QUOTED PASSAGE
--- BEGIN ---
So it seems that the HBA SAT is choking on the report supported opcode command.
I have several mpt3sas HBAs and I have never seen this issue running the latest
FW version for these (EOL) HBAs. So I am tempted to say that an HBA FW update
should resolve the issue, BUT, I do not recall doing any drive hotplug tests
though. This issue may trigger only with hotplug and not with a cold start...
Can you confirm that ?
>
> - we patched out the four calls to scsi_cdl_check_cmd and unconditionally set
> cdl_supported to 0, see [2] for the patch (on top of 6.14.4). This resolves
> the issue.
>
> - I suspected that particularly the two latter scsi_cdl_check_cmd calls with a
> nonzero service action might be problematic, so we patched them out
> specifically but kept the other two calls without a service action, see [3]
> for the patch (on top of 6.14.4). But with this patch, hotplug still does
> not work.
>
> - the RSOC commands themselves don't seem to be problematic per se. We asked
> the user to boot a (non-mainline) kernel with the `scsi_mod.dev_flags`
> parameter to disable RSOC as above, hotplug the disk (this succeeds), and
> then query the four opcodes/service actions using `sg_opcodes`, and this
> looks okay [4] (reporting that CDL is not supported).
>
> I wonder whether these results might suggest the RSOC queries are problematic
> not in general, but at this particular point (during device initialization) in
> this particular hardware setup? If this turns out to be the case -- would it be
> feasible to suppress these RSOC queries if CDL is not enabled via sysfs?
--- END ---
OBJECTIVE 1
From the HBA hotplug thread, return the passage starting with "I have several" and going on through "a cold start...".
OBJECTIVE 2
In the HBA hotplug thread, what kernel version were the patches applied on top of?

RECORDED INFORMATION
--- BEGIN ---
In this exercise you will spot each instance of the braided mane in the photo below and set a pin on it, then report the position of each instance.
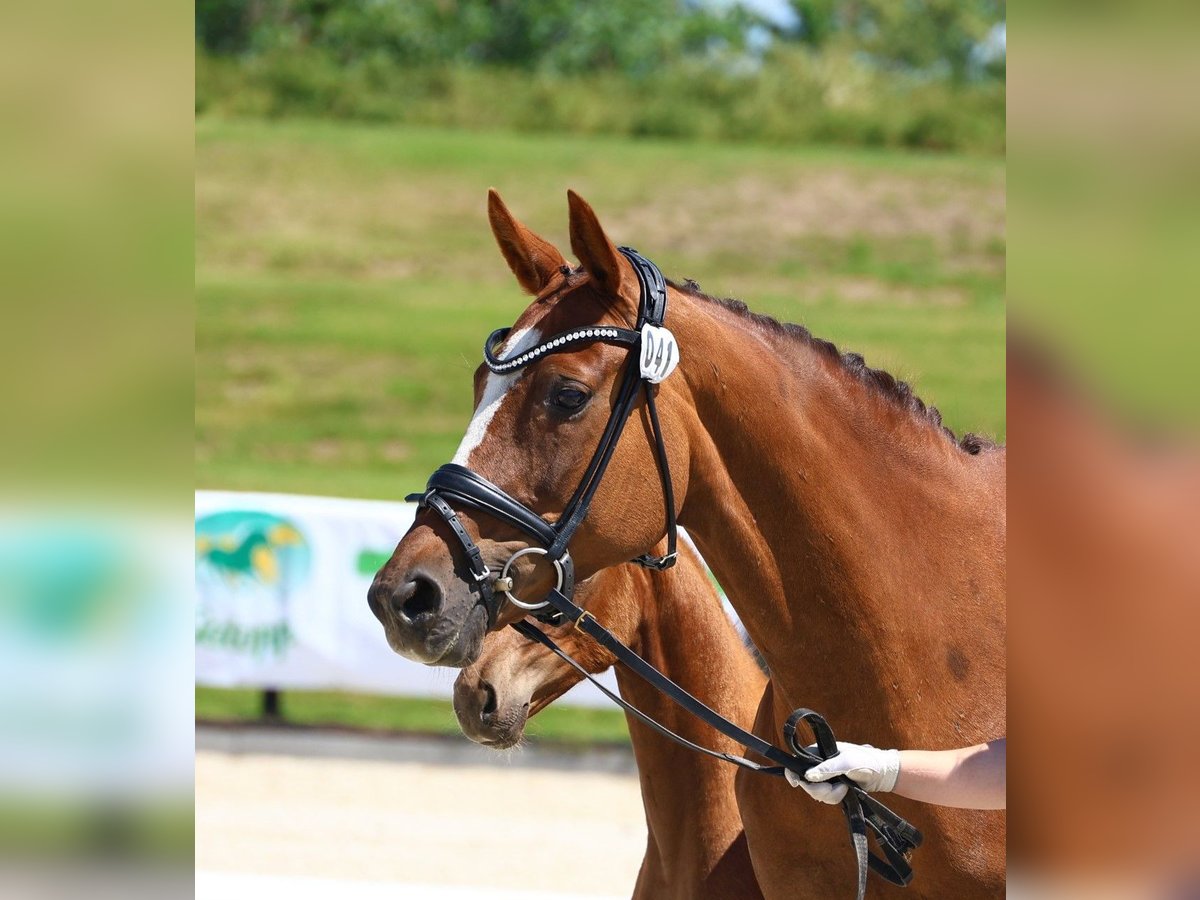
(883, 383)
--- END ---
WORKED SOLUTION 1
I have several mpt3sas HBAs and I have never seen this issue running the latest
FW version for these (EOL) HBAs. So I am tempted to say that an HBA FW update
should resolve the issue, BUT, I do not recall doing any drive hotplug tests
though. This issue may trigger only with hotplug and not with a cold start...

WORKED SOLUTION 2
6.14.4